Recorded data:

►

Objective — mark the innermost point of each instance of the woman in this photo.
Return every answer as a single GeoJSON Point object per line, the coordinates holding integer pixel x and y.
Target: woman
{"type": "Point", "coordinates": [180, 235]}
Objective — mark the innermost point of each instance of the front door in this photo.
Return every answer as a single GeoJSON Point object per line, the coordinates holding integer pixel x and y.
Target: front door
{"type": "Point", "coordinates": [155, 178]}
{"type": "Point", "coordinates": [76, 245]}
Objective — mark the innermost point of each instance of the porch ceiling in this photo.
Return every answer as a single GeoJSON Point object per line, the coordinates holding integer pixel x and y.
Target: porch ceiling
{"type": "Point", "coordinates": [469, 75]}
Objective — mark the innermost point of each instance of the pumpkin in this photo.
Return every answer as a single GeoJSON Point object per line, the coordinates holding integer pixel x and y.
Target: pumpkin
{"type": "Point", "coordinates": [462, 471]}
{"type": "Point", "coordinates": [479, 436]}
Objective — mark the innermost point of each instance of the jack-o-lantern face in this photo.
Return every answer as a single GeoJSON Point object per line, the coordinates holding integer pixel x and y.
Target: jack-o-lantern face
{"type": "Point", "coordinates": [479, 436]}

◄

• Written exercise: Turn every line of the data above into a numbered list, leaving out any blank lines.

• Reply to the exercise:
1. Objective — mark the innermost point of each instance of the woman in this photo.
2. Return every answer as a single GeoJSON Point object per line, the coordinates holding integer pixel x and y.
3. Target: woman
4. {"type": "Point", "coordinates": [180, 235]}
5. Objective — mark the innermost point of each instance of the front door in this photo.
6. Return every answer as a single GeoJSON Point object per line, the coordinates holding integer pixel x and y.
7. Target: front door
8. {"type": "Point", "coordinates": [155, 178]}
9. {"type": "Point", "coordinates": [76, 245]}
10. Objective — mark the innermost point of each instance of the porch ceiling in this photo.
11. Return every answer as a single GeoJSON Point object per line, the coordinates holding integer pixel x and y.
12. Target: porch ceiling
13. {"type": "Point", "coordinates": [469, 75]}
14. Objective — mark the innermost point of each instance of the pumpkin in this photo.
15. Return every answer as a single GeoJSON Point object per line, the coordinates holding integer pixel x and y.
16. Target: pumpkin
17. {"type": "Point", "coordinates": [462, 471]}
18. {"type": "Point", "coordinates": [479, 436]}
19. Objective — mark the innermost point of each instance of the jack-o-lantern face in this photo.
20. Return every answer as a single GeoJSON Point object per line, the coordinates holding integer pixel x and y.
21. Target: jack-o-lantern face
22. {"type": "Point", "coordinates": [479, 436]}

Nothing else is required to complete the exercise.